◆ PROBLEM
Please show every line of the entries below that contains the word "black", treating uppercase and lowercase letters as different.

◆ SUPPLIED MATERIAL
┄┄┄┄┄┄┄┄┄┄┄┄┄┄┄┄┄┄┄┄
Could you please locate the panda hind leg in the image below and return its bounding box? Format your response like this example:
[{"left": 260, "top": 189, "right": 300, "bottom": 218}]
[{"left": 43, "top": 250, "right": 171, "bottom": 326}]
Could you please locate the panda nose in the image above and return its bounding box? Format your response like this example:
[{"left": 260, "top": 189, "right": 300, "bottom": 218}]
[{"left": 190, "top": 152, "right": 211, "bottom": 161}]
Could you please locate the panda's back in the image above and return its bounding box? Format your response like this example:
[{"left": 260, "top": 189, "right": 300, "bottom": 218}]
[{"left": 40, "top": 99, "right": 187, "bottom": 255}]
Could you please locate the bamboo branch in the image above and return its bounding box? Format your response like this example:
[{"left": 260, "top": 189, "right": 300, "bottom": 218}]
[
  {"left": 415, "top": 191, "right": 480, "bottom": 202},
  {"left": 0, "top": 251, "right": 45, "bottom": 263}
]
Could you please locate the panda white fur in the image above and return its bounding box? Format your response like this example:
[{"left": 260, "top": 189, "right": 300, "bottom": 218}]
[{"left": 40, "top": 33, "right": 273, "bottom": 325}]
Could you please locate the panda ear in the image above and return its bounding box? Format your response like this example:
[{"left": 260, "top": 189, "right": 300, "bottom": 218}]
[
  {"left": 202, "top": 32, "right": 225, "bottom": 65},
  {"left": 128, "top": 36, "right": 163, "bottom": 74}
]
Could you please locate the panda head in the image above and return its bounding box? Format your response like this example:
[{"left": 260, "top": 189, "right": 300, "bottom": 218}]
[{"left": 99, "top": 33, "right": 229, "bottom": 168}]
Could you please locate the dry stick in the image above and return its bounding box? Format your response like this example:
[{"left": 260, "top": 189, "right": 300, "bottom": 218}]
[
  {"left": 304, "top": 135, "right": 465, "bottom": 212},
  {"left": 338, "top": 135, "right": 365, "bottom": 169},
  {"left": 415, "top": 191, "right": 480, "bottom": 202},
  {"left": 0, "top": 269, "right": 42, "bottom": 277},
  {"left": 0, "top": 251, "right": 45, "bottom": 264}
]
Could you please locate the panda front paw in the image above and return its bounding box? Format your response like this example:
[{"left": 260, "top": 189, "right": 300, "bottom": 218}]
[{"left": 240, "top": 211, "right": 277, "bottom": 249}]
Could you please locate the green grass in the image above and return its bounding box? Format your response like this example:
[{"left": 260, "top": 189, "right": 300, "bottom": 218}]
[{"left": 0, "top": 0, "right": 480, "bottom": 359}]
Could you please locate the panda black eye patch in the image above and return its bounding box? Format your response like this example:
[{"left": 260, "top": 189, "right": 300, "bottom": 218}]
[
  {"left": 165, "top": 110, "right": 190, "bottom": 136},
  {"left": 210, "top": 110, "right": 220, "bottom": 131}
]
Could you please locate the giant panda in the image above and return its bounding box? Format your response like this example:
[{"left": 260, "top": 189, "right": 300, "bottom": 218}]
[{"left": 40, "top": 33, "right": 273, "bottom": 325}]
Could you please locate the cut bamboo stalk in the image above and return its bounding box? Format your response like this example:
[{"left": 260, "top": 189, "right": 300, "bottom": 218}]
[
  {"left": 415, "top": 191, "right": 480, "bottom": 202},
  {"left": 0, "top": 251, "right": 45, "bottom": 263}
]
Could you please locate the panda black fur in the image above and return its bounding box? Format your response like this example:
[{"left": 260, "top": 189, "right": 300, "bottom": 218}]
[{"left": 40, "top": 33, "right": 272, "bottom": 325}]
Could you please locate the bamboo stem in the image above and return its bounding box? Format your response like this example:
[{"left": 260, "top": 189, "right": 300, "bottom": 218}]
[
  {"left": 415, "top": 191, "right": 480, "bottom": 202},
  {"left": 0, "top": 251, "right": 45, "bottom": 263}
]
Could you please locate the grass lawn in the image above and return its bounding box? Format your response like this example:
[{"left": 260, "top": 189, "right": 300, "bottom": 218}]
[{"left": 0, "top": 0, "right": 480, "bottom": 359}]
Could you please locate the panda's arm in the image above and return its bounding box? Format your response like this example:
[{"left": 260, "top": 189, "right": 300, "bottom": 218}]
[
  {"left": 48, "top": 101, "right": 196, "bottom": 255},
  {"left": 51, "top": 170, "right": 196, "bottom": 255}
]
┄┄┄┄┄┄┄┄┄┄┄┄┄┄┄┄┄┄┄┄
◆ FULL ANSWER
Could you please locate the panda black eye patch in the image above and return its bounding box? Format your response like this example:
Could you please locate the panda black fur in the image above and return its bounding box? Format your response like this example:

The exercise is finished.